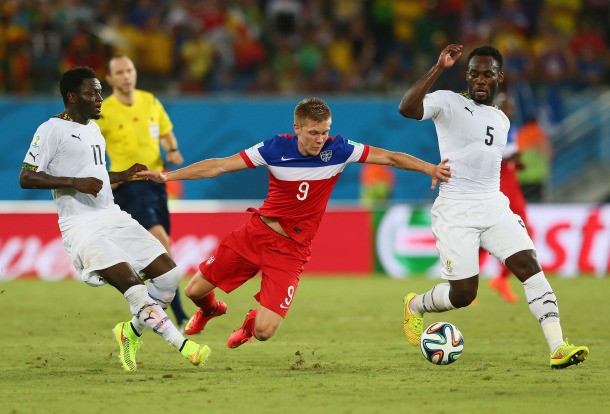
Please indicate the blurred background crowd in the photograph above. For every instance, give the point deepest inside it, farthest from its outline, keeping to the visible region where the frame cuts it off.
(551, 47)
(556, 60)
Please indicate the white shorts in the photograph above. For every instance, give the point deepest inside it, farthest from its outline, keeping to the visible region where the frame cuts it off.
(108, 240)
(462, 226)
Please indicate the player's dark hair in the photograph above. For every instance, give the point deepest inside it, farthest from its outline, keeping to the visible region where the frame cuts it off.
(312, 109)
(72, 80)
(488, 51)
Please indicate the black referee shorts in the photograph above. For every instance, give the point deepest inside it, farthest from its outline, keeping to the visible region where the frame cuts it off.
(146, 201)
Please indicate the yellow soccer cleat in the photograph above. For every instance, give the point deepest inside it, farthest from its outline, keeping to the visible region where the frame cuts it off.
(567, 355)
(412, 323)
(128, 345)
(195, 353)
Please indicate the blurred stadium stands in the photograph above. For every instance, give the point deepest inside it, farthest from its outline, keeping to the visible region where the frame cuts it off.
(557, 62)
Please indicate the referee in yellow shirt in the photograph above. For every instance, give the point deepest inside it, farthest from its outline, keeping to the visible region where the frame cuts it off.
(135, 126)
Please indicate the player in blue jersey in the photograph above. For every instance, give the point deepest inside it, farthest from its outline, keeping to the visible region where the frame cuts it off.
(303, 169)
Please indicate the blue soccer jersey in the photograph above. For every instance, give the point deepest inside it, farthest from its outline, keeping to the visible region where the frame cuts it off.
(300, 186)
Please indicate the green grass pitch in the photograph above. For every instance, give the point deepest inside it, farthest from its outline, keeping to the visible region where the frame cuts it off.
(340, 350)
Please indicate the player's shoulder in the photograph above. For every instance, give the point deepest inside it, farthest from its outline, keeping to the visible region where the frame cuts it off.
(281, 140)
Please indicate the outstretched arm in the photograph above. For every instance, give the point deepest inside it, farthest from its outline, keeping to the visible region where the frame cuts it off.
(404, 161)
(209, 168)
(411, 105)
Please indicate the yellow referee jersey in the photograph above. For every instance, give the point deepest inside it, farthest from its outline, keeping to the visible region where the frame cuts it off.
(132, 132)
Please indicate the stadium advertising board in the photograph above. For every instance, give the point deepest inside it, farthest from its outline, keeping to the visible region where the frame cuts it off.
(570, 240)
(30, 243)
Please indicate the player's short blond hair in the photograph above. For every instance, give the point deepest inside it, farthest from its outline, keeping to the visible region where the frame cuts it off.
(311, 109)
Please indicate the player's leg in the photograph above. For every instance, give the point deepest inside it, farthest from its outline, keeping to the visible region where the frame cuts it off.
(201, 292)
(543, 305)
(281, 272)
(261, 323)
(147, 313)
(509, 186)
(176, 304)
(501, 285)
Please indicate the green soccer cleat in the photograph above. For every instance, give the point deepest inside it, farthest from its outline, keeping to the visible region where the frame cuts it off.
(567, 355)
(129, 343)
(195, 353)
(412, 323)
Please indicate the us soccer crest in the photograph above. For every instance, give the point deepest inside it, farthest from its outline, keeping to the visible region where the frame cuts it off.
(326, 155)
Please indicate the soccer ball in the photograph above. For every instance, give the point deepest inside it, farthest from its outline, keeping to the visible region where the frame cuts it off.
(442, 343)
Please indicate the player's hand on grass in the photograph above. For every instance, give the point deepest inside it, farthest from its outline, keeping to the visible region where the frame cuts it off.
(156, 176)
(87, 185)
(441, 172)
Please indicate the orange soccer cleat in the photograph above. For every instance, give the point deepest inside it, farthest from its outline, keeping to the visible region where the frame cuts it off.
(198, 321)
(244, 333)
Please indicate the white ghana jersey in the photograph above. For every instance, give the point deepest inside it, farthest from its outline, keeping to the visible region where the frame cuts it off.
(473, 137)
(64, 148)
(299, 186)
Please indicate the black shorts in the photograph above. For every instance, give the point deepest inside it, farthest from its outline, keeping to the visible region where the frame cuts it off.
(146, 201)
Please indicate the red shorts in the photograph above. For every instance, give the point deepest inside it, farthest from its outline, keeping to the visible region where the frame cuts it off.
(254, 247)
(509, 185)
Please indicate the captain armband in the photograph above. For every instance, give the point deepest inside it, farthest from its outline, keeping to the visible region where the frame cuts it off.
(29, 167)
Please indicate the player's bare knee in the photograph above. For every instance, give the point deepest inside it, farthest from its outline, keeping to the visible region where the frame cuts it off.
(191, 292)
(264, 331)
(462, 298)
(523, 264)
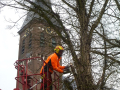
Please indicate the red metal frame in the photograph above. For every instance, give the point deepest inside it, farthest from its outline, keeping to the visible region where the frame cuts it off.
(23, 77)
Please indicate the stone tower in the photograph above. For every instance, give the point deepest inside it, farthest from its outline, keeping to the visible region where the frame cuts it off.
(37, 39)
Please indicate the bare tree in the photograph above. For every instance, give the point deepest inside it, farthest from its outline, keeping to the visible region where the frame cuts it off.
(89, 32)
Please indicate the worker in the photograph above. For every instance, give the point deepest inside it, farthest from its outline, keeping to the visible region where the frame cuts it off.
(52, 63)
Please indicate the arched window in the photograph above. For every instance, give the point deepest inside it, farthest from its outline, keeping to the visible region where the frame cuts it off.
(53, 42)
(30, 41)
(42, 39)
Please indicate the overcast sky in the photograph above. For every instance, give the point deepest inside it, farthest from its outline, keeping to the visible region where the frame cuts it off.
(9, 44)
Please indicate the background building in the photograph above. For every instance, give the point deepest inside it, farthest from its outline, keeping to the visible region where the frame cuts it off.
(37, 39)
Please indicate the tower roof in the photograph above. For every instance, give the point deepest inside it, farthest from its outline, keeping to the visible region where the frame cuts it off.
(31, 15)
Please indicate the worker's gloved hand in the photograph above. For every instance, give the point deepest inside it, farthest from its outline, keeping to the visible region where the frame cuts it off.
(65, 71)
(66, 67)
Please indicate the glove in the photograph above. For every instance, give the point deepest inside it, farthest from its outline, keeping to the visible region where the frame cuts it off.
(65, 71)
(66, 67)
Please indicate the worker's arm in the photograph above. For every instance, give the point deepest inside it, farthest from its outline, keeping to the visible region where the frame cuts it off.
(54, 63)
(61, 67)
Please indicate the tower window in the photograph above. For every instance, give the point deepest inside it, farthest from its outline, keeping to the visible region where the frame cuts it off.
(30, 41)
(23, 46)
(53, 42)
(42, 40)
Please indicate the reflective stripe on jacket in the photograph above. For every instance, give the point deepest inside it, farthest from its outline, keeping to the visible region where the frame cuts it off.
(53, 64)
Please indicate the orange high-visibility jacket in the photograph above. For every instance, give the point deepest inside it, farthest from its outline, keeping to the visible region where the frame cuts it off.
(53, 64)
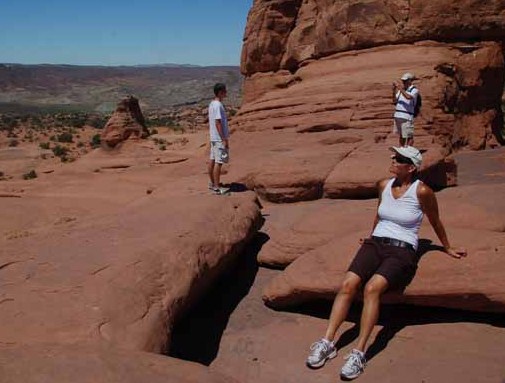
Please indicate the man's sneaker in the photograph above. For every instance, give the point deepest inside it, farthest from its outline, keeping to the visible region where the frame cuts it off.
(221, 191)
(320, 352)
(354, 366)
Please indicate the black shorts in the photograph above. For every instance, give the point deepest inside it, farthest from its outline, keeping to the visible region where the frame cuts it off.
(397, 264)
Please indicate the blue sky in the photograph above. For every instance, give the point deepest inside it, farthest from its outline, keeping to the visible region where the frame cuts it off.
(122, 32)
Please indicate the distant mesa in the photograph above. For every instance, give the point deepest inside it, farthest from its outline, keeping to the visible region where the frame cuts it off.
(126, 122)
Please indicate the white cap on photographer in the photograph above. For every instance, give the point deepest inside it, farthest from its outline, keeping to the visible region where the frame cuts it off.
(413, 154)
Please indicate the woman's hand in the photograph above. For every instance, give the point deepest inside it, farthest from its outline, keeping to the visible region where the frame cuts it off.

WHAT THIS TASK INVOLVES - Please reproduce the stretch from the line containing "Please indicate the blue sky" through the end of the listing, keeping every line in full and shifting each point coordinate in the answers by -139.

PROBLEM SOLUTION -
Please indicate the blue sky in the photograph above. For every instance, give the point deepest inside it, farthest from its outline, keeping to the visible region where the frame cuts it off.
(-17, -107)
Please indicate the distant mesa in the photograph above. For every instance, give the point deepest inside it, farthest from its outline, keeping to the visible region where the frame cuts it off.
(-13, -17)
Please indicate the white cap on photographer in the photograph above. For every instance, give the point deepest inside it, farthest from its outline, keeping to the visible region where the frame cuts it off.
(274, 15)
Please indicate the woman's hand in the photograph above. For every instance, give the point deepest inside it, farthest from its outline, keeping to the visible region where the frame cuts it off.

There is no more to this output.